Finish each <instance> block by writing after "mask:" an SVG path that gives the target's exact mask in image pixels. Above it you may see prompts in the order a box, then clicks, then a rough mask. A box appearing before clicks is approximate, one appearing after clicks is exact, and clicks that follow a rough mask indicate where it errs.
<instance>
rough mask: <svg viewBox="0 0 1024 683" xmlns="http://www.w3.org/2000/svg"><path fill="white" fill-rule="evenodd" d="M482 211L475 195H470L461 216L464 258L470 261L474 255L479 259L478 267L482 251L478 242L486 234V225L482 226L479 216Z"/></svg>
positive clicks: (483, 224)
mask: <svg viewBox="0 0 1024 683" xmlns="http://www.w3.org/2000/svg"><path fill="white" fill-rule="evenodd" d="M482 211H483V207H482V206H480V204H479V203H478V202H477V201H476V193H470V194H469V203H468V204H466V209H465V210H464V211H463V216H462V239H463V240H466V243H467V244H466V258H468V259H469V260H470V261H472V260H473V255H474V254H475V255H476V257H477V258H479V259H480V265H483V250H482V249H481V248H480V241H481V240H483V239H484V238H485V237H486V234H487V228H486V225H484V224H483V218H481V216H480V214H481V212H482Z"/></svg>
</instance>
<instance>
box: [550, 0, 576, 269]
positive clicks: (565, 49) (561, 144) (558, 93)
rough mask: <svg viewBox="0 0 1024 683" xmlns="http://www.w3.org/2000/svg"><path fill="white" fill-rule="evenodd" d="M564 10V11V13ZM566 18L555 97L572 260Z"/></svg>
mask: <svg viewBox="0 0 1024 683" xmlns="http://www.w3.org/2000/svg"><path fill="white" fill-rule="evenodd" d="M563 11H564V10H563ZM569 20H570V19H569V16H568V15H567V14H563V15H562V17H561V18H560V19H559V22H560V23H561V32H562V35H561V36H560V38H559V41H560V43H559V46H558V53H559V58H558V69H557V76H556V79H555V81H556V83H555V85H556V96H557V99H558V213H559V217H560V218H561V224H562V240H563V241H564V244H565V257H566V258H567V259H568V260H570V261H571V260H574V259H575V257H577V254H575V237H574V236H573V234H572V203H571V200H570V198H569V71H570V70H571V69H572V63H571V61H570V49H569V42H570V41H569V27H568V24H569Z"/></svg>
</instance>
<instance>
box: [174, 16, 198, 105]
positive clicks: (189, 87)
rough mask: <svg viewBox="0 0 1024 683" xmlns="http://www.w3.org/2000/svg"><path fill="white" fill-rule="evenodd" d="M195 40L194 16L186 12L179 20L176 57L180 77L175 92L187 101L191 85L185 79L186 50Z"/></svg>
• • •
» **HOW TO COMPLETE THIS TASK**
Restate word for word only the lines above from the line containing "positive clicks: (483, 224)" to the line containing "positive clicks: (565, 49)", both of them included.

» **RESULT**
positive clicks: (483, 224)
mask: <svg viewBox="0 0 1024 683" xmlns="http://www.w3.org/2000/svg"><path fill="white" fill-rule="evenodd" d="M482 211H483V207H482V206H480V204H479V203H478V202H477V201H476V193H470V194H469V203H468V204H466V209H465V210H464V211H463V216H462V239H463V240H466V243H467V244H466V258H468V259H469V260H470V261H472V260H473V255H474V254H475V255H476V257H477V258H479V259H480V265H483V250H482V249H481V248H480V241H481V240H483V239H484V238H485V237H486V234H487V228H486V225H484V224H483V218H481V216H480V214H481V212H482Z"/></svg>
</instance>
<instance>
box: [550, 0, 576, 269]
positive clicks: (565, 49) (561, 144) (558, 93)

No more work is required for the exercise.